Okuma Parçası
##############################

Oku, bilgilen, fikir sahibi ol; zihnin ve gönül dünyan zenginleşsin! Dr. Ismail Kaygusuz

Hacı Bektaş ve Babai Ayaklanması

HACI BEKTAŞ VELİ VE BABAİLER AYAKLANMASI

İsmail Kaygusuz

1. Geçmişteki Olaylara Çarpık Bakış Tarihi Yalan Konuşturur

Hacı Bektaş Veli'nin Babai Ayaklanması'na katılmadığını ileri sürmekte ısrar edenler, Hünkâr'ın büyük başkaldırı eyleminden sonra yaşamış ve Alevilik inanç, düşünce ve felsefesini, geliştirdiği ilkelerle, sosyal ve siyasal alanda yükseltmesinden rahatsız olanlardır. Biz bu kişileri, 83 yaşlarında, büyük bir kısmını Orhan Bey'in imamının oğlu Yahşı Fakı'nın yazdığı metinlere konarak kaleme aldığı ve padişah ve çevresine toz kondurmayıp, bir padişahın kendi eliyle günahsız bir oğlan çocuğu yeğeninin gözüne kızgın mil çekişini, "Sultan Mehmed (Çelebi) dahi oğlanın gönül gözünü açtı, dünya gözünü örttü, Bursa'ya• gönderdi" biçiminde anlattığı Osmanoğulları tarihinde, Hacı Bektaş'ı "Meczup (deli-divane) bir derviş" olarak niteleyen Âşık Paşaoğlu'ndan farklı görmüyoruz.

Ayrıca gazete dizi yazılarında sorumsuzca ahkamlar kesiliyor ve Hünkar hakkında hüküm veriliyor. 7 Temmuz 1995 tarihli Milliyet'ten aşağıdaki paragrafları birlikte okuyalım:

"Hacı Bektaş'ın, halifelerinden biri olduğu söylenmesine karşın, Baba İlyas'la ilişkisinin düzeyi belli değildir. Babai isyanına katıldığına dair bir belge yoktur .. (Ne belgesi istiyorsunuz? Garp cephesi komutanlığına atanma belgesi mi?-İ. K.)"

"En güçlü ihtimal, Hacı Bektaş'ın bu ayaklanmayı en azından gördüğü ve hemen ardından (katılmayı bırakın, niçin savaştıklarını bile sormadan herhalde! İ. K.) bugünkü Hacı Bektaş ilçesinin bulunduğu Sulucakahöyük'e gelip yerleşmiştir."

##############################

Alıştırma Bölümleri
a) Hacı Bektaş ve Babai Ayaklanması konulu metinde "İsmail Kaygusuz" sözleriyle başlayan bölümü "Paşaoğlu'ndan farklı görmüyoruz." sözlerinden sonra bitirerek harfi harfine yazın.
b) Girdilerin ilk satırından "<point>548,183</point>" geçen satıra kadar, iki uç da dahil, her "Target" ifadesinin yerine "Object" koyun. Geri kalan hiçbir şeyi değiştirmeden yalnızca bu satırları verin.

Çalışma Malzemesi
##############################

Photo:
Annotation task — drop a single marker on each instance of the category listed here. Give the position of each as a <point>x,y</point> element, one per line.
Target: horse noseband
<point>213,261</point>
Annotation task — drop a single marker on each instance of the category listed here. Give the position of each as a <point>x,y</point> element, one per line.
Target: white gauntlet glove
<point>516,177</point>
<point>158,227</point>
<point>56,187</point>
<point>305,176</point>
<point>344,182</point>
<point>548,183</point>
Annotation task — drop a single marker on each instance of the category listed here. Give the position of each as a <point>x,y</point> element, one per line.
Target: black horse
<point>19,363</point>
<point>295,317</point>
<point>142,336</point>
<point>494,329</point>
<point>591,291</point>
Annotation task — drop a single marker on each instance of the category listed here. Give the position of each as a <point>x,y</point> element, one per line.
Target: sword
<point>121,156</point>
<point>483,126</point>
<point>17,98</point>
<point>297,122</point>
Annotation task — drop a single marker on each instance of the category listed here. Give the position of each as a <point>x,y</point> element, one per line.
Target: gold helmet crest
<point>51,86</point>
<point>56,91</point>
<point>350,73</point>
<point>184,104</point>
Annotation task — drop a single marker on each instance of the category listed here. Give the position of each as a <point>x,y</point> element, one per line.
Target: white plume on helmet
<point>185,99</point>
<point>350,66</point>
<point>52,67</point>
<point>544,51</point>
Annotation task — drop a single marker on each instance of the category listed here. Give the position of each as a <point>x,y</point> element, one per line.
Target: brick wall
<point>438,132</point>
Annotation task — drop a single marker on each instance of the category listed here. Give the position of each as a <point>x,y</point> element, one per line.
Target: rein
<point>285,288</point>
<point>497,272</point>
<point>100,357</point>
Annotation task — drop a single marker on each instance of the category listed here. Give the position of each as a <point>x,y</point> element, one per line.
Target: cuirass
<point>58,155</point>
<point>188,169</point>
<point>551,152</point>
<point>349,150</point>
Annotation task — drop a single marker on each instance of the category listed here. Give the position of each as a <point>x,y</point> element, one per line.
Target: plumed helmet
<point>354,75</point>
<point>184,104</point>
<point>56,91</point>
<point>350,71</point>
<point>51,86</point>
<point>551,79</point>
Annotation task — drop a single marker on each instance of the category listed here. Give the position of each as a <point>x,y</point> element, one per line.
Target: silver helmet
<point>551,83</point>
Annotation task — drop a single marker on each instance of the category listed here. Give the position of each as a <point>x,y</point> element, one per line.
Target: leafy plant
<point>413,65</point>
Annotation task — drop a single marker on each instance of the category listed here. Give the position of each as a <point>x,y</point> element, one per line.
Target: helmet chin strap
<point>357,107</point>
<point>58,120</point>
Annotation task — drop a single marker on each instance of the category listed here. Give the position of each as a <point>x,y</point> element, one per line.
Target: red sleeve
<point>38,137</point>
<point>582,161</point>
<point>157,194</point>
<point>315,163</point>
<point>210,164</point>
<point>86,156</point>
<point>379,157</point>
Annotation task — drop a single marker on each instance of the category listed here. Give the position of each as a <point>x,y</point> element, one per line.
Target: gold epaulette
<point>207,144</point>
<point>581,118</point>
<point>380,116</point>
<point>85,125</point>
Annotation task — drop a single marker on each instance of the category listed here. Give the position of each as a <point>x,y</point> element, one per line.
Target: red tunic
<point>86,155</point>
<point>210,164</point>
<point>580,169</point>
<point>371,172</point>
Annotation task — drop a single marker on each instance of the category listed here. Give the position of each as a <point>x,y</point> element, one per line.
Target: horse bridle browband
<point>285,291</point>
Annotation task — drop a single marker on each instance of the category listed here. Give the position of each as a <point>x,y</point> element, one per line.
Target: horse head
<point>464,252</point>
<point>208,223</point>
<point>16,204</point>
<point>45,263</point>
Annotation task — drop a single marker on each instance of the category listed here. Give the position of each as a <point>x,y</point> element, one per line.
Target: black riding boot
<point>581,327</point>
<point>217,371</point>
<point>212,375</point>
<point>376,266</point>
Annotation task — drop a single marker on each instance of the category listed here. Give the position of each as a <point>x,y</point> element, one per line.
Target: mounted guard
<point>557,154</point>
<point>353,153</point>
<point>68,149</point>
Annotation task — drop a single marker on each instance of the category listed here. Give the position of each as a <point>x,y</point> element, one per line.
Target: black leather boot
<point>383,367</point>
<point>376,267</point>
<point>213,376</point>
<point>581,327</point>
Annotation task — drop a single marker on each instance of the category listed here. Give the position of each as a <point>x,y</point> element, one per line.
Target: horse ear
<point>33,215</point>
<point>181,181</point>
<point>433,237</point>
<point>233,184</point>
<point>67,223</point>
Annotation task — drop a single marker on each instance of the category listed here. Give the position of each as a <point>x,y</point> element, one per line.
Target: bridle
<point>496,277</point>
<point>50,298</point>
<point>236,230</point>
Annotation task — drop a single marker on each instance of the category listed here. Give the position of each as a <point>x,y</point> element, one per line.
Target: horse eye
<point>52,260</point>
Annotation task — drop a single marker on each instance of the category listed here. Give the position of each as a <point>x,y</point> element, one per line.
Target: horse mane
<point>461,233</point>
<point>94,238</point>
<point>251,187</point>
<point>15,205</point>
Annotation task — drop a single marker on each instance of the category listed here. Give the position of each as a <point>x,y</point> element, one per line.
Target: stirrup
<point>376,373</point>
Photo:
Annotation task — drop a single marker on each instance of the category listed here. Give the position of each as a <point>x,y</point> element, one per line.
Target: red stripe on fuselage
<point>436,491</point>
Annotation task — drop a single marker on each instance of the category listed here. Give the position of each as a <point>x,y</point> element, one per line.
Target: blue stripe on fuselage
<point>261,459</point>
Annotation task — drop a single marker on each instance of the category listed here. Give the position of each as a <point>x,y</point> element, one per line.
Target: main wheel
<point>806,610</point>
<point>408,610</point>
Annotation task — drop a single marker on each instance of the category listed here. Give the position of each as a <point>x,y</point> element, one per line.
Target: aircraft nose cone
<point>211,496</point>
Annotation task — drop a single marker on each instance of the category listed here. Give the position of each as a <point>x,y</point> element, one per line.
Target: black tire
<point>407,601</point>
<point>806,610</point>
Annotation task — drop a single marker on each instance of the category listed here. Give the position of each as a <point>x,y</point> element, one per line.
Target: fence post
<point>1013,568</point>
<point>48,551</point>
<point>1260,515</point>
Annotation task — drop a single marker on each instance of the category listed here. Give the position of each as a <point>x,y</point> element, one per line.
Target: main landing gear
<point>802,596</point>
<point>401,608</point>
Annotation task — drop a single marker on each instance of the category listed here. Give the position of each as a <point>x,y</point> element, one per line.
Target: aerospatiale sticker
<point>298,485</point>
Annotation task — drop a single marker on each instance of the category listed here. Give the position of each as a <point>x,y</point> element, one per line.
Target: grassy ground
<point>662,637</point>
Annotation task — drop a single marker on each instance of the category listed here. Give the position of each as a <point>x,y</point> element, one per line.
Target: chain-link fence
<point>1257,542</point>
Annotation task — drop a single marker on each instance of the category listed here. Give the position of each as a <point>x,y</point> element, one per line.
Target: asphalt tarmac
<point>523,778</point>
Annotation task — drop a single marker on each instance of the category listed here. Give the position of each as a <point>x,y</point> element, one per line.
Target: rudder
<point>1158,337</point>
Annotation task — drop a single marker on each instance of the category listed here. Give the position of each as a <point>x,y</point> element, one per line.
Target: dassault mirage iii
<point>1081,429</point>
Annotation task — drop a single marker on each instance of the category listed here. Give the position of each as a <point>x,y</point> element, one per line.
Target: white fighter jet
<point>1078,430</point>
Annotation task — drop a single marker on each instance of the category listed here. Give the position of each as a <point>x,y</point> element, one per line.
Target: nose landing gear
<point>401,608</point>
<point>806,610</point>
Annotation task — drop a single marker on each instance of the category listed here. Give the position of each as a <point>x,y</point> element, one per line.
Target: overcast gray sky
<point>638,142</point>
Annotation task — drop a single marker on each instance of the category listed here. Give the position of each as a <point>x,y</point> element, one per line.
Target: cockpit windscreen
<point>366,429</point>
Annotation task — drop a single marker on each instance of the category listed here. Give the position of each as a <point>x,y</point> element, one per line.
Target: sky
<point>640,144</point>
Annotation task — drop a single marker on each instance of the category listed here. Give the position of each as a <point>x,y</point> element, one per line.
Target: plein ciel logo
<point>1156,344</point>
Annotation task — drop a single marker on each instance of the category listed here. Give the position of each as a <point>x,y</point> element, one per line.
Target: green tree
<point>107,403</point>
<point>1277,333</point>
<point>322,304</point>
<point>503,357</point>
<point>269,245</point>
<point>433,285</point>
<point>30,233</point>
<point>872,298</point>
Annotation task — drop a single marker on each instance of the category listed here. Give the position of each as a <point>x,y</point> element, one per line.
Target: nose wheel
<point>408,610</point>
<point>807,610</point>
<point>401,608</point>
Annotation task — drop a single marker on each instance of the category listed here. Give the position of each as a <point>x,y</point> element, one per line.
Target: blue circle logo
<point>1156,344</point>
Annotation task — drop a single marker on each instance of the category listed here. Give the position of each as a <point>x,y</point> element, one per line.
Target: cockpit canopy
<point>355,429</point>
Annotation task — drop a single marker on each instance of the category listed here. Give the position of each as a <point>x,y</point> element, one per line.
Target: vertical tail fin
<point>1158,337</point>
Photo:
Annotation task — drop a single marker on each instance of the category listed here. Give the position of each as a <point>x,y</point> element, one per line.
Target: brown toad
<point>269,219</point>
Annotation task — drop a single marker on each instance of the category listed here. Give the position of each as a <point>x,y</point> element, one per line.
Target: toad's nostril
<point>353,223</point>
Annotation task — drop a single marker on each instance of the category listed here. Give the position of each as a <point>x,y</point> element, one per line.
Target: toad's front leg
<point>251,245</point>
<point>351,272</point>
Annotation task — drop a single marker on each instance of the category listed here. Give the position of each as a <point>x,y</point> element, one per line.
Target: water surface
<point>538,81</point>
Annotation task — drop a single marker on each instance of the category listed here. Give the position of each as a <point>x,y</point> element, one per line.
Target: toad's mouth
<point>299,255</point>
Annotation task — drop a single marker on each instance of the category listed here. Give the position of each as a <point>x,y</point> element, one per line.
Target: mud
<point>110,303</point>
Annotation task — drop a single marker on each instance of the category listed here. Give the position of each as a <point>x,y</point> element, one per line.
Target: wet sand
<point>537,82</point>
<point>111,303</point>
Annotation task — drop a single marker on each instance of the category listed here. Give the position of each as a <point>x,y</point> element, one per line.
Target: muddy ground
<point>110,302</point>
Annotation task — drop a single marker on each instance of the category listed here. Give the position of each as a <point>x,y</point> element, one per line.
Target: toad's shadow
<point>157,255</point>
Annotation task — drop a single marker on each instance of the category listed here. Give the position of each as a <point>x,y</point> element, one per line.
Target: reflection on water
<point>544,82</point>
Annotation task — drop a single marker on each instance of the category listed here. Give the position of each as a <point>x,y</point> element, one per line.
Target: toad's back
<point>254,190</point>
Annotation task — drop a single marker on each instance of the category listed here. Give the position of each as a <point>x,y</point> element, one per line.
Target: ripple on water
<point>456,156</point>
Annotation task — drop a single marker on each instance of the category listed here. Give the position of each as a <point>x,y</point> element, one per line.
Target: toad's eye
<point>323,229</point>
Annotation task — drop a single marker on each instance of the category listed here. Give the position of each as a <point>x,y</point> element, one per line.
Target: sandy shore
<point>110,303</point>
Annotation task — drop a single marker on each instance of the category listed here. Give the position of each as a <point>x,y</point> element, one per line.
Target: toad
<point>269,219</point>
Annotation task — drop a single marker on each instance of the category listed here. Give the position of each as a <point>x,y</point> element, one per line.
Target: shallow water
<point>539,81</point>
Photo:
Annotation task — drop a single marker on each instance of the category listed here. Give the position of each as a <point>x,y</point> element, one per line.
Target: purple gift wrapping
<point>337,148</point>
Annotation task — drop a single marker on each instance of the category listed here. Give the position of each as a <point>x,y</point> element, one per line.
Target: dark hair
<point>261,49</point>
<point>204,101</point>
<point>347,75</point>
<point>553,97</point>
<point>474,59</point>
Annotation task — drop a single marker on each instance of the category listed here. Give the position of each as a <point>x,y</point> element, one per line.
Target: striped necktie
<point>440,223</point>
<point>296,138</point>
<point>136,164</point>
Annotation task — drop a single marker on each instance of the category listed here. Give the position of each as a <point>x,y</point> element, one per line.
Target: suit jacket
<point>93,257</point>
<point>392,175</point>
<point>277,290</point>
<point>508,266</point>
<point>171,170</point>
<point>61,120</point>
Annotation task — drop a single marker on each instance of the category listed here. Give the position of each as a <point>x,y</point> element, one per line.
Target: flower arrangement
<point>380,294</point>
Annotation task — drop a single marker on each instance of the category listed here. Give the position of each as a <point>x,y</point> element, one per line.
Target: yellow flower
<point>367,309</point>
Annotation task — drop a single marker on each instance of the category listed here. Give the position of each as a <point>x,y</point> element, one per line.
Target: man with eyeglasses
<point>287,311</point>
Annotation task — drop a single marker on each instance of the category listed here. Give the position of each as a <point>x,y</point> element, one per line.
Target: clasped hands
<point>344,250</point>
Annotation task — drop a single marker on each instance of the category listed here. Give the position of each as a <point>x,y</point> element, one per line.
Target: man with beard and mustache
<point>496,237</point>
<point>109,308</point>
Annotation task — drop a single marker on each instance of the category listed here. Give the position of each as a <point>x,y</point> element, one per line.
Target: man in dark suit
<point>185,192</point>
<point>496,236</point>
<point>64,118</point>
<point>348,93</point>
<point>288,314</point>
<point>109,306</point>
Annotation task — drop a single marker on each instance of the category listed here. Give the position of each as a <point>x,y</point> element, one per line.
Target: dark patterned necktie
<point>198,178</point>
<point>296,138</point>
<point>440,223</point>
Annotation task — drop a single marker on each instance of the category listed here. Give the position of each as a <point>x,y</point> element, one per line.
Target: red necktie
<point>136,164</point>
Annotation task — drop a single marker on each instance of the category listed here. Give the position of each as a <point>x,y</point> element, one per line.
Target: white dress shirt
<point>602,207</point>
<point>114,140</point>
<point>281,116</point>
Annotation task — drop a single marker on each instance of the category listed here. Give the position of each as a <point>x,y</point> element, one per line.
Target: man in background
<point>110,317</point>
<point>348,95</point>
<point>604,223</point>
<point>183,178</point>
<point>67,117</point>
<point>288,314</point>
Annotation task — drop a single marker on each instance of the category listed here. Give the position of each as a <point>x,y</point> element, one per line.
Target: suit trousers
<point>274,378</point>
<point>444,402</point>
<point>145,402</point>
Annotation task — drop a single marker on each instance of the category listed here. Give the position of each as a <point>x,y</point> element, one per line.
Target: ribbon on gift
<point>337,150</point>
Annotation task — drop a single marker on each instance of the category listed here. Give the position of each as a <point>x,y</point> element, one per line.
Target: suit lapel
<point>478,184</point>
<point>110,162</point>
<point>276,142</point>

##############################

Soruların Yanıtları
a)
İsmail Kaygusuz

1. Geçmişteki Olaylara Çarpık Bakış Tarihi Yalan Konuşturur

Hacı Bektaş Veli'nin Babai Ayaklanması'na katılmadığını ileri sürmekte ısrar edenler, Hünkâr'ın büyük başkaldırı eyleminden sonra yaşamış ve Alevilik inanç, düşünce ve felsefesini, geliştirdiği ilkelerle, sosyal ve siyasal alanda yükseltmesinden rahatsız olanlardır. Biz bu kişileri, 83 yaşlarında, büyük bir kısmını Orhan Bey'in imamının oğlu Yahşı Fakı'nın yazdığı metinlere konarak kaleme aldığı ve padişah ve çevresine toz kondurmayıp, bir padişahın kendi eliyle günahsız bir oğlan çocuğu yeğeninin gözüne kızgın mil çekişini, "Sultan Mehmed (Çelebi) dahi oğlanın gönül gözünü açtı, dünya gözünü örttü, Bursa'ya• gönderdi" biçiminde anlattığı Osmanoğulları tarihinde, Hacı Bektaş'ı "Meczup (deli-divane) bir derviş" olarak niteleyen Âşık Paşaoğlu'ndan farklı görmüyoruz.

b)
Photo:
Annotation task — drop a single marker on each instance of the category listed here. Give the position of each as a <point>x,y</point> element, one per line.
Object: horse noseband
<point>213,261</point>
Annotation task — drop a single marker on each instance of the category listed here. Give the position of each as a <point>x,y</point> element, one per line.
Object: white gauntlet glove
<point>516,177</point>
<point>158,227</point>
<point>56,187</point>
<point>305,176</point>
<point>344,182</point>
<point>548,183</point>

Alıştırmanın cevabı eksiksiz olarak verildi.